* PROVIDED TEXT *

====

Throughout the walk, each tour guide talked to us about the elephants, and while I missed some of what my guide said – he was facing away from me and he spoke a more accented English – I did pick up some interesting things. Here are a few facts that come to mind: Elephants are born with 6 sets of teeth which they gradually lose over the course of their lifetime. Senior elephants who are down to their last set have a harder time eating certain things like branches and will go for more easily chewed foods like greens. There’s some truth to the old saying that elephants never forget. Once an elephant learns a command, it’ll remember it for up to fifteen years. (This saying obviously has deep roots in Africa because Mayaba and Douglas both told me at different times that it’s said that an elephant will remember if you’re cruel or kind to it even 40 years later.) Boneface, my big guy, was 27-years-old, but African elephants can live well into their 60’s with the occasional elephant in captivity even living into its 90’s. At the time I was riding him, Boneface was 2 meters but could grow to be up to 5 meters yet.
At the end of the walk, we got to spend a few more minutes with the elephants and we learned a couple of commands for feeding them. One of them resulted in the elephants lifting their trunks so that we could place food in their mouths while the other command resulted in them lowering their trunks to be fed that way. I hate to keep using the word “amazing” but it was amazing to see how their trunks were truly like an arm and hand, reaching and stretching and searching and grabbing. Considering how big some of the branches Boneface snapped off and snacked on during our walk were, it’s safe to say those guys are pretty strong. It was also pretty adorable to actually hear them sucking things up with their trunk like a vacuum. Voooosh! Finally, we had to say goodbye and the elephants saluted us as we parted, lifting their front left legs and their trunks in unison.
Our adventures complete, we met back up with the rest of the group and headed back to Lusaka. The drive back didn’t see quite so bad, thank goodness, but maybe that’s because I still had elephants on the brain. It was a really great day in Africa.
Monday, June 17, 2013 continued
Friday morning we headed out bright and early for Livingstone. It was mostly a travel day, and I’ll be blunt, the trip was pretty miserable. We’d been told it was a 6-8 hour trip, but a bunch of stops turned it into more like 9 hours. We were crammed into a couple of vans like sardines, luggage very carefully filling every possible crevice. I actually probably had one of the best spots, up front with one of our drivers, Mayaba. I had more leg room than pretty much everyone and a window so I could get plenty of fresh air. It was really interesting traveling that far across Africa, taking in scenery unlike anything we have in the States, but we were all pretty relieved when we finally arrived, got some food in our bellies, and got some sleep.
Saturday morning we headed into town. We stopped briefly at the Livingstone Museum which offered a little history of both the local area and Africa as a whole. There were some neat things there, my favorite being racks and racks of original letters that David Livingstone wrote during his travels through Africa. I love, love, love looking at old handwritten letters and journals, and if we’d had more time, I would have been right there reading them for a while. I bought my first Africa souvenir, lovely elephant bookends.

====

* AIM OF THE EXERCISE *
Carry on the Africa trip journal from its last sentence, keeping the same first-person voice.

====

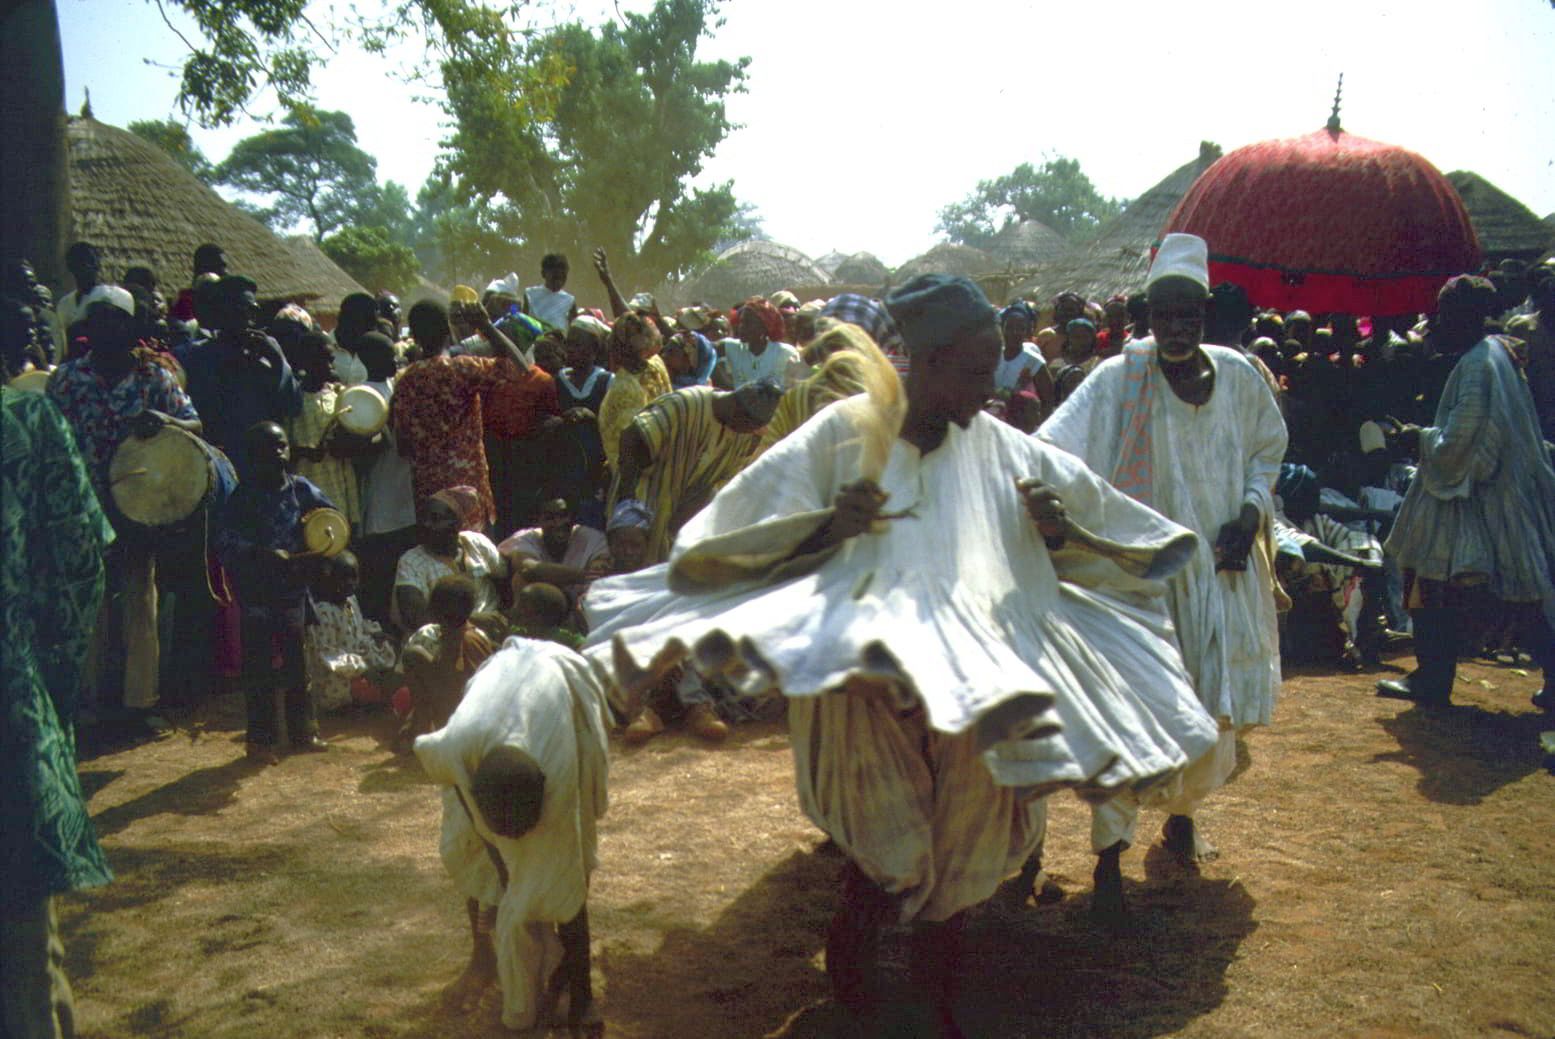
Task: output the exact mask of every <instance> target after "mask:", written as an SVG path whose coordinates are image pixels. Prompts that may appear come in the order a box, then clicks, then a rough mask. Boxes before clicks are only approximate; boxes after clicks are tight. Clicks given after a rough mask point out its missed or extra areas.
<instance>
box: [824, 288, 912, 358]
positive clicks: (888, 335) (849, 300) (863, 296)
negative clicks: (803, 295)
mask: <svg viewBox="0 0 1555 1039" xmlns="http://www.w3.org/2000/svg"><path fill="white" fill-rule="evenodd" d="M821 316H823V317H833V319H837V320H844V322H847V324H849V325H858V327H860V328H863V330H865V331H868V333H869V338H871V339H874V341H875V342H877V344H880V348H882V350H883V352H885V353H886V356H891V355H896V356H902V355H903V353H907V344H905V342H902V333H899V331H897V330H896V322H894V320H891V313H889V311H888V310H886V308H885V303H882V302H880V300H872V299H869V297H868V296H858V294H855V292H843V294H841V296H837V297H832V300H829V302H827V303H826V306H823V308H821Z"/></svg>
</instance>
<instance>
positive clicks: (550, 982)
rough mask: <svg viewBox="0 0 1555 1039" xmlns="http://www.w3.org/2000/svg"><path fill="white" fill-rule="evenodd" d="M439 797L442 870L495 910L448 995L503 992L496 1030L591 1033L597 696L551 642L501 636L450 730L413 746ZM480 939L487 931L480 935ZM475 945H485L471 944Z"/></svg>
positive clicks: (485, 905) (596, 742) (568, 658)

====

* REPLY *
After a quick run through the museum, we headed to Victoria Falls. Last year’s group had told us a lot about the baboons in the area and sure enough, as soon as we pulled into the parking lot, we saw them. They were just hanging out, and they weren’t the least bit people shy. Someone said that they’re kind of sort of like squirrels – still wild animals that you wouldn’t walk up and pet but used to having people in their space. It was pretty funny to a bunch of muzangos.
The first thing we did was head to what’s called the Boiling Pot. The Boiling Pot is a point at the bottom of the falls where water swirls due to resistance of rock to the erosive power of water, thereby producing a back flow and upsurge of water as is the case with boiling water in a hot pot. The spot is also believed to be home to the river god, the Nyaminyami. (I copied that right off a sign so don’t ask me too many questions about what exactly that means.)
The path down to the Boiling Pot was beautiful. Imagine lush, green foliage with sunlight pouring through branches, the view getting better and better the closer you got to the bottom. The baboons were out in full force in this area and in fact, there’s a sign at that the top of the path that says, “Beware of baboons. Do not feed baboons.” We were told to keep food and drink tucked away somewhere and to keep any bags in front of us because the baboons will sneak up and grab things. Sounds crazy but sure enough, Jessica had to fight off a baboon who snuck up on her while she was taking a picture and grabbed her bag. That was a real “We’re not in Buffalo anymore” moment. At one point, where the trees were particularly thick, you could hear them skittering through the trees around you and hooting, enough that I started trying to remember how it all began in “Planet of the Apes.”
The closer we got to the water, the slippier the rocks got, and I was a little nervous in spots – ever since I broke my ankle a few years back, I’ve been hesitant about areas where the footing is unsure – but the view at the bottom was pretty beautiful. You couldn’t really see the falls from there, but the sight and sound of all that water churning was spectacular and we had a full view of the Victoria Falls Bridge which will show up again in this story later.
Now about halfway down this path, much of which was fairly steep, I kind of wondered how difficult it was going to be to get back up, but I continued on down anyway. At that point I felt like I had gone far enough that it would be a waste to not get to the bottom. Turns out the answer to, “How difficult is it going to be to get back up?” was “Very difficult.” About halfway up, I kind of lost it and started feeling a little light-headed and wobbly. We’ve all been fighting to stay hydrated, and I think that was part of it. Despite finally joining a gym a few months ago, I’m not exactly in fighting shape either. Fortunately for me, Douglas, one of our faithful drivers and guides, noticed I had lagged behind and he came back down to check on me. He patted me down with cold water, gave me a lot of encouragement, and literally held my hand the rest of the way up. The people of Zambia have been so wonderful to us, and Douglas is a great example of that.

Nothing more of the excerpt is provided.